- [Your instructions]: Please copy the data below word for word, keeping every line unchanged and in its original order.

--- Start Material for the task ---

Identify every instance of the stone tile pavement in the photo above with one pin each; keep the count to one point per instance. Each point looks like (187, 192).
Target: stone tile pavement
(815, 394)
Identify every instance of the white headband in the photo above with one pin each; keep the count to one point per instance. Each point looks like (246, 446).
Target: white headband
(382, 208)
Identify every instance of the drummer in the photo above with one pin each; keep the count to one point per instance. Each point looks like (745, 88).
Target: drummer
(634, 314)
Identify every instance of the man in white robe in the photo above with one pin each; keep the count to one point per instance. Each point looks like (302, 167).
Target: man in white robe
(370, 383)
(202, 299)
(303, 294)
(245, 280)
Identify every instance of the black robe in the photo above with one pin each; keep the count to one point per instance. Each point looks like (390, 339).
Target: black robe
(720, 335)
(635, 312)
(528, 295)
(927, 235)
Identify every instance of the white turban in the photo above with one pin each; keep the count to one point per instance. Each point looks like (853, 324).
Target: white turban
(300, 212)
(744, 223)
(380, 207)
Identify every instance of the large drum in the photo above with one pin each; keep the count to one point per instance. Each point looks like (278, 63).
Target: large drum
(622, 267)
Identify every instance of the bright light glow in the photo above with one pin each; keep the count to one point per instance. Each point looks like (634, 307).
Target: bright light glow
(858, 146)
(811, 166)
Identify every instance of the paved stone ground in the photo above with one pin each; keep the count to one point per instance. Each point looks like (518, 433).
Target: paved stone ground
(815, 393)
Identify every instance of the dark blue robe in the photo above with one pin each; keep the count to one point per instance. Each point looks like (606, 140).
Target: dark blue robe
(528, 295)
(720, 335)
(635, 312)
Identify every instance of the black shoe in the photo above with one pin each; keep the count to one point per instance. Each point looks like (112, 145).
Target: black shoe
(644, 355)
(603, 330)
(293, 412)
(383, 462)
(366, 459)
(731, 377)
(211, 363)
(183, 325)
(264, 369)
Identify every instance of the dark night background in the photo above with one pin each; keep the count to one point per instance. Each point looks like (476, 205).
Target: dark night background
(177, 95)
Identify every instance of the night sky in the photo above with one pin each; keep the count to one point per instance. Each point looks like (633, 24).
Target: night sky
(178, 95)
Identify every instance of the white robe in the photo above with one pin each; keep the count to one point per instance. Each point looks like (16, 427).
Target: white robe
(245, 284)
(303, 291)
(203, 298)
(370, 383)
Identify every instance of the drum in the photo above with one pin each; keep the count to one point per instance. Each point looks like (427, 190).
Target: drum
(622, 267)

--- End Material for the task ---

- [Problem solution]:
Identify every instance of the stone tile pavement in the photo above with one pin each; keep the count to one point per instance. Each point looks like (187, 192).
Target: stone tile pavement
(815, 394)
Identify every instance of the white headband in the photo above with one pin each; keep the count to one point per instance. Each point looks like (246, 446).
Target: white headband
(382, 208)
Identify every instance of the drummer in the photo above with one pin each; keep the count to one point per instance. Each point looks like (745, 88).
Target: drummer
(634, 314)
Identify every instance of the man in white robe in the photo above with one pin each; keep the count to one point per instance. Each point looks like (302, 167).
Target: man in white robe
(370, 383)
(202, 299)
(303, 294)
(245, 280)
Identify every instance of the black robe in the photo above with one pin each; keep the count to one point per instance. Each point looks like (390, 339).
Target: black robe
(720, 335)
(635, 312)
(528, 295)
(927, 235)
Identify every instance of the white turban in the photo above with one pin each; keep the count to one point per instance. Each point looks like (853, 324).
Target: white turban
(300, 212)
(744, 223)
(380, 207)
Identify every instance of the large drum in the photo above with one pin each; keep the count to one point per instance. Each point looks like (278, 63).
Target: large drum
(622, 267)
Identify every instance of the bright light glow in the photo above with one pin each; keep the count to one point per instance. Each point looks like (634, 307).
Target: bright light glow
(858, 146)
(811, 166)
Identify every instance of the paved stone ground in the photo above with one pin each; keep the count to one point per instance. Each point looks like (518, 433).
Target: paved stone ground
(815, 393)
Identify every instance of the dark blue robe in the photo above with one pin each; keep the count to one point per instance. Each point looks like (606, 140).
Target: dark blue robe
(528, 295)
(720, 335)
(635, 312)
Identify every instance of the black shoe in the photo above with one pin each; keep the count to one point per instance. Each point looks like (112, 145).
Target: black shoe
(644, 355)
(603, 330)
(293, 412)
(383, 462)
(366, 459)
(731, 377)
(211, 363)
(183, 325)
(264, 369)
Identify every instance of the dark night background in the photo above with one pin each; keep the count to one point per instance. Each point looks like (476, 205).
Target: dark night background
(177, 95)
Identify every instance of the night sky in the photo above with one pin each; keep the count to one point per instance. Each point looks like (633, 24).
Target: night sky
(178, 95)
Identify every instance of the white robe in the photo above with one pin each; keep the count to one point per instance. Each point looks like (16, 427).
Target: white robe
(245, 284)
(303, 291)
(203, 298)
(370, 383)
Identify every instance of the drum in the photo above with one pin each; keep the count to one point per instance. Each point looks like (427, 190).
Target: drum
(622, 267)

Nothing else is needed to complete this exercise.